**What this task involves**
Look for "shrub" in each line of the records, and copy the lines that have it.

**Excerpted records**
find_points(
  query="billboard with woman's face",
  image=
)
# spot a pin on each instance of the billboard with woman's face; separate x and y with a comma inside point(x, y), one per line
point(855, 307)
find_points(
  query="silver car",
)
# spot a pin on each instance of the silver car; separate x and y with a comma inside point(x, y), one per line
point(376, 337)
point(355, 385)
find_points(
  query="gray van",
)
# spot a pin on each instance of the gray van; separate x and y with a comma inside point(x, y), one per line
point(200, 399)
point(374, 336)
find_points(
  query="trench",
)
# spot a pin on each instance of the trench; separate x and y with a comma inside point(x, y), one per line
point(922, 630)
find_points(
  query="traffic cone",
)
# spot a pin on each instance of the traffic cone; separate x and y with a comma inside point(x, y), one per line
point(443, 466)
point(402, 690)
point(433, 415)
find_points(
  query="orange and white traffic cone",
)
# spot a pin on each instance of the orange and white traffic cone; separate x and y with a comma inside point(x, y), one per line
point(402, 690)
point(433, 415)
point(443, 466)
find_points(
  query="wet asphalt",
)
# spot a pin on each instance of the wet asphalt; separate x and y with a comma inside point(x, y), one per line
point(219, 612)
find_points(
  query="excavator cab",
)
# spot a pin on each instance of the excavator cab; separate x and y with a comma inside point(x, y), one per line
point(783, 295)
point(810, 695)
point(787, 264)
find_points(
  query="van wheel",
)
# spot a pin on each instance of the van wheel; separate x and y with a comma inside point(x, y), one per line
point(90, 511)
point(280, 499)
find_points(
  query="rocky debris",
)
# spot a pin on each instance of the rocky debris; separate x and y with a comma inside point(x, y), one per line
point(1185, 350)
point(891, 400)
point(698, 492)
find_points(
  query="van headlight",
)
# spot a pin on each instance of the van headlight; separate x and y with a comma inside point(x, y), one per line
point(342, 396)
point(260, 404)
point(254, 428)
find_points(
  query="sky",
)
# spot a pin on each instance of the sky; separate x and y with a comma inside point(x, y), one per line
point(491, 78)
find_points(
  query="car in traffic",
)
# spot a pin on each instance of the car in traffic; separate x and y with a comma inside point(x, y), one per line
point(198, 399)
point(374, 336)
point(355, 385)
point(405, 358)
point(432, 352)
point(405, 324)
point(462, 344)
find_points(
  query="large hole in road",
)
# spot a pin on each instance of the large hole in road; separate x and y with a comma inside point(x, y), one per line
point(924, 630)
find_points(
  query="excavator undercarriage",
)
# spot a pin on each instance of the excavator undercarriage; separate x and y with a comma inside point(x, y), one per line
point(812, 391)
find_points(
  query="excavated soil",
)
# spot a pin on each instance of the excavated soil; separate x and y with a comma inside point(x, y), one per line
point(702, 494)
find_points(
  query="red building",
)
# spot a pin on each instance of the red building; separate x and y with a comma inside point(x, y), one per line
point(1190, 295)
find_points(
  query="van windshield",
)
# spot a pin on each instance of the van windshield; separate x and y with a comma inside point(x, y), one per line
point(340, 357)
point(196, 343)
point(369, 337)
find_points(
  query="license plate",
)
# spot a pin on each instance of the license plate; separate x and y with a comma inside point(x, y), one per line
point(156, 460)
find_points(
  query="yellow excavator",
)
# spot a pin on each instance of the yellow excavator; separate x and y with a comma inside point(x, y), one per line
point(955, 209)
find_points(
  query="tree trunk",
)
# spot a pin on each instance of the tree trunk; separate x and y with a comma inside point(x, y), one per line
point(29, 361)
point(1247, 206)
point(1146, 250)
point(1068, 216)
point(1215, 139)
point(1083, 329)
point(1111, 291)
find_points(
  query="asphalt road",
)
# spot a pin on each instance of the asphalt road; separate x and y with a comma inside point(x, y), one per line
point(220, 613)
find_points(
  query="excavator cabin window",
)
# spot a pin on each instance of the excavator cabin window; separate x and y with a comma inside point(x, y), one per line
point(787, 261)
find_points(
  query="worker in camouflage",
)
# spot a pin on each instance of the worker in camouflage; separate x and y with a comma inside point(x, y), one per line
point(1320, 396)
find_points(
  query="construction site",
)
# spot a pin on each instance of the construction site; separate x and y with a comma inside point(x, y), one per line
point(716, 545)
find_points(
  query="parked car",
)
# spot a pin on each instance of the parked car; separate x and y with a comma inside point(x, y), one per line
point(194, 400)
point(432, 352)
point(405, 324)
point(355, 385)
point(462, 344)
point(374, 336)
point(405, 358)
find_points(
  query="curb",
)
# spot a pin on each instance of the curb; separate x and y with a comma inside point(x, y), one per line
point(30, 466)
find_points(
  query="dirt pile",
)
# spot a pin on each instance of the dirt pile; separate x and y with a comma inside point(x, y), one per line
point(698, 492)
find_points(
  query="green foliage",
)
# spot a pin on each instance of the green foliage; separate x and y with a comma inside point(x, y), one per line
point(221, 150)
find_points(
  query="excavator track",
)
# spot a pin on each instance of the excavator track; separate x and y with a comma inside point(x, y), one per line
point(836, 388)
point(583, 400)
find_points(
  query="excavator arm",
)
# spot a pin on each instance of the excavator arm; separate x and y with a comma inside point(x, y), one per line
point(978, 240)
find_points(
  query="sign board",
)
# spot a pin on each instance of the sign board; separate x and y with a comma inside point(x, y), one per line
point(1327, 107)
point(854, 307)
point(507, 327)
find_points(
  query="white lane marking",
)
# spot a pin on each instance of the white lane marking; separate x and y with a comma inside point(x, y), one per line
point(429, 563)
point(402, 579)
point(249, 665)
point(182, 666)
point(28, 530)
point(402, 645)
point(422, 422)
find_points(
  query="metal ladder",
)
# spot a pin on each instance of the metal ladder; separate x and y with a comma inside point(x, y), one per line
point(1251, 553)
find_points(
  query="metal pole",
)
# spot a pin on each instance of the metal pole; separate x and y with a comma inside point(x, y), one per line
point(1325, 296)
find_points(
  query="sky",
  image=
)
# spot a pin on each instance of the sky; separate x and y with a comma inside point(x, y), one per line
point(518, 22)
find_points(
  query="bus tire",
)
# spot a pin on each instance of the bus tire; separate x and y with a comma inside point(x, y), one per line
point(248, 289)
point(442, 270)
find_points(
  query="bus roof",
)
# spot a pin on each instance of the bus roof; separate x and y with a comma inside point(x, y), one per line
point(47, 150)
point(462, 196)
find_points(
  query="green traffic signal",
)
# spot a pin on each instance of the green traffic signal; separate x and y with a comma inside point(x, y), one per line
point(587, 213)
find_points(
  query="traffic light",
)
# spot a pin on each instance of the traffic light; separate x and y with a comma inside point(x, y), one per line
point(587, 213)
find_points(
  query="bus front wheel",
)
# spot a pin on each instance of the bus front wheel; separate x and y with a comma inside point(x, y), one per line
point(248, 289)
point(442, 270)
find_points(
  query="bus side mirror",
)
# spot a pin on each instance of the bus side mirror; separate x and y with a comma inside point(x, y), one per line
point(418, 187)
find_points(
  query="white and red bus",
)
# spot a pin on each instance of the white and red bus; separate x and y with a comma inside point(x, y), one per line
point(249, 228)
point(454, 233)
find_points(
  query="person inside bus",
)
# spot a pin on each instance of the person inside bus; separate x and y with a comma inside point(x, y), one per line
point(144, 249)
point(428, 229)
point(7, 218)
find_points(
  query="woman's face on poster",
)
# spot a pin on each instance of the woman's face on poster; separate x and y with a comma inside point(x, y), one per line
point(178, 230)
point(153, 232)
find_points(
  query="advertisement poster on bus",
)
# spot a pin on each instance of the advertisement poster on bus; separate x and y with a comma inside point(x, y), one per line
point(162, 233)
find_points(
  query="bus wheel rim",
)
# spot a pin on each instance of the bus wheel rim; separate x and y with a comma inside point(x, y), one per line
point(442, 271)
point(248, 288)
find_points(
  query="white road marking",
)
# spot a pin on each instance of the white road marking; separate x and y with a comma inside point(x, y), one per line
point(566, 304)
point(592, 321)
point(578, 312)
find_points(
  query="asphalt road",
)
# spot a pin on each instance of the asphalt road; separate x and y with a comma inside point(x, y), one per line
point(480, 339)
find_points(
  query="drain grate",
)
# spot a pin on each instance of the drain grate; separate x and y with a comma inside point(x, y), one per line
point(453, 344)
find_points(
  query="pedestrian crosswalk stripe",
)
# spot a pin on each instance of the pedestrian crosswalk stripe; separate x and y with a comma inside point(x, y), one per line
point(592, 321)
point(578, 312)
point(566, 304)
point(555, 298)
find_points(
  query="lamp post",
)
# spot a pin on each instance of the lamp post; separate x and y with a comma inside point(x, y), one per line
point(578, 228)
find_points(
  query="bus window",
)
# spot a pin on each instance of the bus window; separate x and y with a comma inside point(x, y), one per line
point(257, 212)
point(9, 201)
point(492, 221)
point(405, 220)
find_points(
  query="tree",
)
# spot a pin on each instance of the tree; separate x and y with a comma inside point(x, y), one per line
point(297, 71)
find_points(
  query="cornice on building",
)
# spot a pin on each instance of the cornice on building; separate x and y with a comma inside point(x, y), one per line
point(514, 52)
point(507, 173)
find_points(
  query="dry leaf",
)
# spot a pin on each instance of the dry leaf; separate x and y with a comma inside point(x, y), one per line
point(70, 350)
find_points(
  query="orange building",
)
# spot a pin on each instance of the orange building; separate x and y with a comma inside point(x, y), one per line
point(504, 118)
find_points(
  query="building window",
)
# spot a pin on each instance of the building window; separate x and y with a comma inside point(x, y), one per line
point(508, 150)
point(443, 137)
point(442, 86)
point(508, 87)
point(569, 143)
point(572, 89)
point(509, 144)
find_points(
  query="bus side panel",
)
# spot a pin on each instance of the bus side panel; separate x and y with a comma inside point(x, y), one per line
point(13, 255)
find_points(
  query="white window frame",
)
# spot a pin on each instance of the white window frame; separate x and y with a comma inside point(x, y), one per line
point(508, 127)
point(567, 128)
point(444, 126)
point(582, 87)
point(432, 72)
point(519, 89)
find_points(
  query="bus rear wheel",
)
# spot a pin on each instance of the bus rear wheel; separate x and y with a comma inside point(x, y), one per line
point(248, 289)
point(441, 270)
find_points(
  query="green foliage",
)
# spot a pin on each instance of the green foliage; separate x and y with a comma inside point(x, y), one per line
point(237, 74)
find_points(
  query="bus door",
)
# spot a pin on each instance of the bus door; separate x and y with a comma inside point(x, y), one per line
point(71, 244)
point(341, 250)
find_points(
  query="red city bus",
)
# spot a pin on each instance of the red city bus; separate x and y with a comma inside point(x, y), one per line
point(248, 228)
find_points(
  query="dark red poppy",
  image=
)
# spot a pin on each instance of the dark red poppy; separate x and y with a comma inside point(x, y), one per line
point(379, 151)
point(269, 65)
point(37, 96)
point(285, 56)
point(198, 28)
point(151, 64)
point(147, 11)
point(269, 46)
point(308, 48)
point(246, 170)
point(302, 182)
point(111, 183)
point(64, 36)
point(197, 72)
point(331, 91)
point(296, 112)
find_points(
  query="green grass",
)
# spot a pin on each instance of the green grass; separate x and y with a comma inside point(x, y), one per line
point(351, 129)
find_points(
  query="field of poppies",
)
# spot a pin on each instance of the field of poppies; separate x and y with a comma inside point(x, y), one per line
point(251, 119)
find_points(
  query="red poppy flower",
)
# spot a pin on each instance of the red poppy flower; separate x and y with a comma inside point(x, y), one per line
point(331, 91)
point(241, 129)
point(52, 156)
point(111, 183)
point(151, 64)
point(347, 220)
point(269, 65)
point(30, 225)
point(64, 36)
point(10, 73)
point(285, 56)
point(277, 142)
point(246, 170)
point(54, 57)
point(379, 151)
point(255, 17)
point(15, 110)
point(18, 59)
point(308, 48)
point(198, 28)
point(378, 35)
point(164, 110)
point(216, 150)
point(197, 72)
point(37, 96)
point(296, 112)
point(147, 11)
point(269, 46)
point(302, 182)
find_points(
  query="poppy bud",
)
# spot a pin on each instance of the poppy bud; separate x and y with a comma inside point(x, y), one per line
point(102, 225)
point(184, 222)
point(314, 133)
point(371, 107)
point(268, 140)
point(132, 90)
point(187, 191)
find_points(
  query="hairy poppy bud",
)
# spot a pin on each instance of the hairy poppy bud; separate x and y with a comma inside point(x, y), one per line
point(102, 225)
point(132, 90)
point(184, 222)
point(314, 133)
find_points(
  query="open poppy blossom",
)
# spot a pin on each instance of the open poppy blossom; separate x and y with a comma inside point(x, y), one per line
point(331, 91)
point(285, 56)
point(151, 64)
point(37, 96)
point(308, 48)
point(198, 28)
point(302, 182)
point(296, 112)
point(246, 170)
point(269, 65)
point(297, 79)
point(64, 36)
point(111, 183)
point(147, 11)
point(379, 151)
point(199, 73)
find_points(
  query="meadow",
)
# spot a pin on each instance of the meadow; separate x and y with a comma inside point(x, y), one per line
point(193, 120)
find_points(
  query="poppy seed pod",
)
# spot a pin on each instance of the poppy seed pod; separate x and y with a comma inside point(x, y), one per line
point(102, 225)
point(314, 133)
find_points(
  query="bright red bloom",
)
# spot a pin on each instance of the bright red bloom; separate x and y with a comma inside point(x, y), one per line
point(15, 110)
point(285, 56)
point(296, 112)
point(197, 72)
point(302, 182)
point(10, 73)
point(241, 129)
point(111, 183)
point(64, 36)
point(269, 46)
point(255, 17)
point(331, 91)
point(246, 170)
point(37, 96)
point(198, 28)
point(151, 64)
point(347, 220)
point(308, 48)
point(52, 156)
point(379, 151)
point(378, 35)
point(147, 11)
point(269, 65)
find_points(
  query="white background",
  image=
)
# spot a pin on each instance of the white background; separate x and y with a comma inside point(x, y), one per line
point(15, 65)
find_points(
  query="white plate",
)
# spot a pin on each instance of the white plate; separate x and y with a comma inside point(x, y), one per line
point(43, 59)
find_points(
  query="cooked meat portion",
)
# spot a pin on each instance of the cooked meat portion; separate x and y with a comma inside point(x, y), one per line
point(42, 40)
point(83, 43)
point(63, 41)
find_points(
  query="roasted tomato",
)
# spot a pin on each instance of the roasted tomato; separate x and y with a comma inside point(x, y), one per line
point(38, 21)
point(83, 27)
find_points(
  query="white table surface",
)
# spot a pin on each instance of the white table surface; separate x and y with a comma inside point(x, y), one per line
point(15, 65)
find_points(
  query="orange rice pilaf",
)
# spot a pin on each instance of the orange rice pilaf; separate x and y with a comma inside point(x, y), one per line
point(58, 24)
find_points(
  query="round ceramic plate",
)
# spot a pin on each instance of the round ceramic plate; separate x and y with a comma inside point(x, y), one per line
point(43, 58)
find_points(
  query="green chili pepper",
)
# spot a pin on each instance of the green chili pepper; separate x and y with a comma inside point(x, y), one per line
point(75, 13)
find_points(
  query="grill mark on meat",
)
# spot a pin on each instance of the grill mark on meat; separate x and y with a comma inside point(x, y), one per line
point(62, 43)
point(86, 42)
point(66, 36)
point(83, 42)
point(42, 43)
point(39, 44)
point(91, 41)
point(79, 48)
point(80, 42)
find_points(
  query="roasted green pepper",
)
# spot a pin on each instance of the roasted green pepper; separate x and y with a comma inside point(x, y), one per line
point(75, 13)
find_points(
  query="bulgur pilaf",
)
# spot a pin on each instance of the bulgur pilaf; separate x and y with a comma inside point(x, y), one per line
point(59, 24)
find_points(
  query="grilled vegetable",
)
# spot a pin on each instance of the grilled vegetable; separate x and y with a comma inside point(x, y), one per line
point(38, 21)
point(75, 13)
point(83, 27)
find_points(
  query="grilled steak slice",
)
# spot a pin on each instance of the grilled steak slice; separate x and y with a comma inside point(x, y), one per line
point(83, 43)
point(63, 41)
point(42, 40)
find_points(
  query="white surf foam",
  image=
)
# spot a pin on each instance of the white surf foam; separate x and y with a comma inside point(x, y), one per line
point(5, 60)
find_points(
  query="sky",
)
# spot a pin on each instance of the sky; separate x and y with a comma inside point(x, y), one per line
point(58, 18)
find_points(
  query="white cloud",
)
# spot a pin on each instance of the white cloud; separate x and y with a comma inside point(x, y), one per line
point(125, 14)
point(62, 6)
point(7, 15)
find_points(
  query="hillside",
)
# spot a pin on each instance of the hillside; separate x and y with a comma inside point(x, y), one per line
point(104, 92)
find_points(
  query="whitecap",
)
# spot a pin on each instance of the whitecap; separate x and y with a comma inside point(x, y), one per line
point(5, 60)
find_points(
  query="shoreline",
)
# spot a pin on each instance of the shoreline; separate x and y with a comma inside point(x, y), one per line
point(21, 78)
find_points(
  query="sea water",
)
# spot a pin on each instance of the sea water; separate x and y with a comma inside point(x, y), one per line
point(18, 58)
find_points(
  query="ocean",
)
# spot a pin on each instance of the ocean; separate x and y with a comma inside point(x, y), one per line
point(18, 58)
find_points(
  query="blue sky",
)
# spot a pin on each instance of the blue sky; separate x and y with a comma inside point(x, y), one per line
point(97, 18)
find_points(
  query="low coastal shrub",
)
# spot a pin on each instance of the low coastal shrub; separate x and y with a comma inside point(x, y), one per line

**Written response**
  query="low coastal shrub",
# spot a pin on each instance of the low coastal shrub; separate x and y with a comma inside point(x, y), one per line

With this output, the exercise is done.